## 作業内容
a) 下にある矯正装置の文章のうち、「自然な歯列の側方拡大効果など」から「められているというものです。」までを、両端も含めて一字一句そのまま書き写してください。
b) 下にある矯正装置の文章を、最後の文の後から書き継いでください。
---------- 出典文書
自然な歯列の側方拡大効果など、患者さん各人の持てる力を引き出した結果です。また、弱い矯正力のおかげで、食事中の歯が噛み合わさった時でも、歯と歯を支えている歯槽骨・歯周組織との間で、本来持っているダイナミックな反応が起こりますので、歯の生理的な状態が維持されます。セルフライゲーション型マルチブラケット装置(デーモンシステム)では強引に歯を並べるのではなく、無理をせず自然な変化として歯をキレイに並べてゆきます。
生物学的に理にかなった力で矯正できるため、歯周組織への為害作用が少ないだけでなく、むしろ歯周組織が健康になることもあります。装置自身の清掃性が良いことと、歯が並ぶに従い磨きやすくなることも、歯周組織の健康にプラスとして働きます。
人には機能的咬合系という、噛み合わせに関するシステムが備わっています。そのシステムとは、サッカーのチームプレイに似ていて、脳・中枢が司令塔となり、咀嚼筋・歯・顎関節の3つの要素が相互に連係しバランス良くコントロールされて、噛み合わせが決められているというものです。
もし、歯に異常が起こると、このシステムはどうなるのでしょうか。サッカーに置き換えて考えると理解しやすいのですが、攻撃の起点となっている主力選手が抑えられたら、他の選手達との連係がちぐはぐになり、個々の選手は大変な負担を強いられ、そして、チームは試合に負けてしまうでしょう。つまり、歯に異常が起こると、他の2要素である咀嚼筋や顎関節にも悪影響が及び、最終的には、噛み合わせにも狂いが生じます。
セルフライゲーション型マルチブラケット装置(デーモンシステム)では、従来よりも弱い矯正力によって歯に与えるダメージを最小限にできるため、咀嚼筋や顎関節にかかる負荷も軽減されます。
--------------------
---------- リスト内容
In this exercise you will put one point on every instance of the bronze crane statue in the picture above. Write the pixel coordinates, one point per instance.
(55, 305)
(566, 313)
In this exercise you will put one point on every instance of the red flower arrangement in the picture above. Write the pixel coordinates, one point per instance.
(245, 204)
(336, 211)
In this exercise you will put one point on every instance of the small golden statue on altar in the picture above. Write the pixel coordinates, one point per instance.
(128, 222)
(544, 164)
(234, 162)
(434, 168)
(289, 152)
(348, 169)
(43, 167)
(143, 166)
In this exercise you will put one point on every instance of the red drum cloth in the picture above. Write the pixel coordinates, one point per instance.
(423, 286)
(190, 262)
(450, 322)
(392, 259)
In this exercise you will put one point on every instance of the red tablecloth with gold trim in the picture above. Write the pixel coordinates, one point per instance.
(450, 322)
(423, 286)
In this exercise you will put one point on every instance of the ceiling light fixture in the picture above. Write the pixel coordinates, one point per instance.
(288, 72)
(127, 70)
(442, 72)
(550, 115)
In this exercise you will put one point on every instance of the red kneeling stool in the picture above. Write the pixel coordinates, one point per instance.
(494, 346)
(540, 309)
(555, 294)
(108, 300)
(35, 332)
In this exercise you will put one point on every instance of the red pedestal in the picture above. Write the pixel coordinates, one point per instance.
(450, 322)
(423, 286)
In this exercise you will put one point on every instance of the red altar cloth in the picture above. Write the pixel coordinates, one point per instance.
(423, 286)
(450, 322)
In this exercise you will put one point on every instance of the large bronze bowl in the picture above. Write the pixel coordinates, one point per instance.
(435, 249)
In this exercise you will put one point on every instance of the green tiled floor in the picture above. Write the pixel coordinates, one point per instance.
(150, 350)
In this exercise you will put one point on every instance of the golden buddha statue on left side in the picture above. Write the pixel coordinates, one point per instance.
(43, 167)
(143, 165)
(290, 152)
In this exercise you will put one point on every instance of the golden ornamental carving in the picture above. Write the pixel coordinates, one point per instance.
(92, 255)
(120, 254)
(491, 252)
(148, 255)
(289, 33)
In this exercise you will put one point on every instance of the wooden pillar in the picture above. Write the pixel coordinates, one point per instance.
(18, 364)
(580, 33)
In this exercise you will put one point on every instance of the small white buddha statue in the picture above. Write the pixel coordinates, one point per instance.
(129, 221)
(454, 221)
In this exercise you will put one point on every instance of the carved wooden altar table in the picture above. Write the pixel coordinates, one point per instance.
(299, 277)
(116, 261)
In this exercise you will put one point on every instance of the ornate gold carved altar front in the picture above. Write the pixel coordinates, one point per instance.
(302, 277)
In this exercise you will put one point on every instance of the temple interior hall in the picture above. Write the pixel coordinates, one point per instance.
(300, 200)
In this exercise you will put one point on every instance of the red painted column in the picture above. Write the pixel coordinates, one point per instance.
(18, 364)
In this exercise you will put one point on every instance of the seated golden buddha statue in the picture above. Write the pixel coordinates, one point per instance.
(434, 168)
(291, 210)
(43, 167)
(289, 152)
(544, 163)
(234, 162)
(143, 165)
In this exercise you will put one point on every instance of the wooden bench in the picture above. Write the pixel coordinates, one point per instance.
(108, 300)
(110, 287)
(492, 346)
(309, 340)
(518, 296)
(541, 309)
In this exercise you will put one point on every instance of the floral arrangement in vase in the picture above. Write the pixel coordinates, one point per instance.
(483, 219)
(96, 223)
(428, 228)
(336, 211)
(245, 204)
--------------------
## 回答一覧
a)
自然な歯列の側方拡大効果など、患者さん各人の持てる力を引き出した結果です。また、弱い矯正力のおかげで、食事中の歯が噛み合わさった時でも、歯と歯を支えている歯槽骨・歯周組織との間で、本来持っているダイナミックな反応が起こりますので、歯の生理的な状態が維持されます。セルフライゲーション型マルチブラケット装置(デーモンシステム)では強引に歯を並べるのではなく、無理をせず自然な変化として歯をキレイに並べてゆきます。
生物学的に理にかなった力で矯正できるため、歯周組織への為害作用が少ないだけでなく、むしろ歯周組織が健康になることもあります。装置自身の清掃性が良いことと、歯が並ぶに従い磨きやすくなることも、歯周組織の健康にプラスとして働きます。
人には機能的咬合系という、噛み合わせに関するシステムが備わっています。そのシステムとは、サッカーのチームプレイに似ていて、脳・中枢が司令塔となり、咀嚼筋・歯・顎関節の3つの要素が相互に連係しバランス良くコントロールされて、噛み合わせが決められているというものです。

b)
従来のセルフライゲーション型マルチブラケット装置(デーモンシステム)では、ブラケット全体が金属製であったり、一部に金属が含まれていたりしたため、審美的には、セラミックブラケットに比べて劣っていました。しかし、デーモンクリアの登場で、審美面でもデメリットはなくなりつつあります。現在、デーモンクリアは上顎の前歯部のみご選択頂けます。下顎については発売予定がありませんので、従来からのデーモンブラケットと組み合わせて使用致します。笑ったときに歯の見える範囲は人それぞれですが、たいていは下顎の歯が見えませんので、「あまりデメリットは感じない」とのご感想を頂いております。
装着感ですが、従来のデーモンブラケットは大きく、厚みも大きかったため、あまり快適とは言えませんでした。しかし、改良のたびに小型化され、装着感は他のブラケット装置と比較して劣っていないように思います。
当院で実際に治療したケースを供覧して頂きます。セルフライゲーション型マルチブラケット装置(デーモンシステム)では、歯の動きが速いことをご確認ください。また、歯列が拡大する様子や、抜歯した後がどうなるかも合わせて詳細に見てゆくと、治療の流れがイメージしやすくなると思います。
上の歯の不正を主訴に来意された22歳男性です。セルフライゲーション型マルチブラケット装置(デーモンシステム)を用いてエッジワイズ治療を行いました。治療終了までの過程を順にご覧下さい。
初診時の状態を見てください。上下顎の前歯が乱ぐい状態になっています。こういう状態を矯正歯科では叢生と呼びます。また、上顎前歯が、下顎前歯より11mmも前に出ています。いわゆる出っ歯ですが、矯正歯科では上顎前突と呼びます。これらの所見より、この症例の診断名は、上下顎前歯部に叢生を伴う上顎前突症となります。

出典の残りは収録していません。